» **Problem requirements**
Rewrite the material from its start through the line with "x=225, y=211", changing "Target" to "Object" and keeping everything else the same. Leave the pictures out of your answer.

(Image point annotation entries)
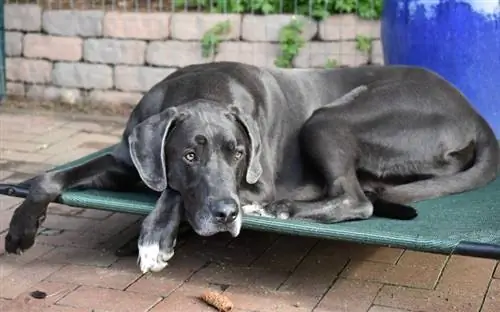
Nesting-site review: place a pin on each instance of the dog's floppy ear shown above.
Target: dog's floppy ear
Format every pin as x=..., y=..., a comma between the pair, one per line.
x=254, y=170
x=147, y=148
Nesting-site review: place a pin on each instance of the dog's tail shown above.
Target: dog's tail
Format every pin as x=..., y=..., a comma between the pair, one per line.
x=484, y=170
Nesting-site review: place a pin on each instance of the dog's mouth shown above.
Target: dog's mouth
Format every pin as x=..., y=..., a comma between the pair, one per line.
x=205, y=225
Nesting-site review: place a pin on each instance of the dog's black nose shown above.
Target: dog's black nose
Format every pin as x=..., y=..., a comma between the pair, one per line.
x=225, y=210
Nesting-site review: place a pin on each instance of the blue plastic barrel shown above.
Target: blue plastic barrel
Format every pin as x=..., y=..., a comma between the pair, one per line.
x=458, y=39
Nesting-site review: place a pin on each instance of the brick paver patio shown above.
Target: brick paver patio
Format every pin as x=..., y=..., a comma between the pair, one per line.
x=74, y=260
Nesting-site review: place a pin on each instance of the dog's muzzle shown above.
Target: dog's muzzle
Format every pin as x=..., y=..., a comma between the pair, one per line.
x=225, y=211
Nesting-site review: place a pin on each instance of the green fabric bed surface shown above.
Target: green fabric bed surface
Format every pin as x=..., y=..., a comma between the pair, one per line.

» **Complete output**
Nesting-site review: place a pin on each instance of the dog's floppy ear shown above.
Object: dog's floppy ear
Format every pin as x=..., y=..., a comma between the pair, one per line.
x=254, y=170
x=147, y=148
Nesting-site review: place a pin on each instance of the dog's tail shown above.
Object: dog's tail
Format every pin as x=..., y=..., a comma between the pair, one per line.
x=484, y=170
Nesting-site review: place a pin on each instance of the dog's mouth shown above.
Object: dog's mouth
Format every pin as x=..., y=..., a comma between the pair, one per line.
x=205, y=225
Nesting-site review: place a pin on each instance of the dog's black nose shown above.
Object: dog's black nose
Format every pin as x=..., y=..., a comma between the pair, one per line.
x=225, y=210
Nesting-site review: place a pin on each instance of the blue plastic barrel shown above.
Object: blue plastic barrel
Format every pin as x=..., y=..., a comma between the pair, one per line.
x=458, y=39
Nesting-site review: place a pin on each instance of the brick paver patio shown above.
Object: brick paver patio
Format every pin as x=..., y=..., a comma between the pair, one per line.
x=74, y=260
Nesting-site review: place a pin on each instance of the dog's muzzle shown above.
Object: dog's muzzle
Format every pin as x=..., y=..., a comma between the pair, one per line.
x=225, y=211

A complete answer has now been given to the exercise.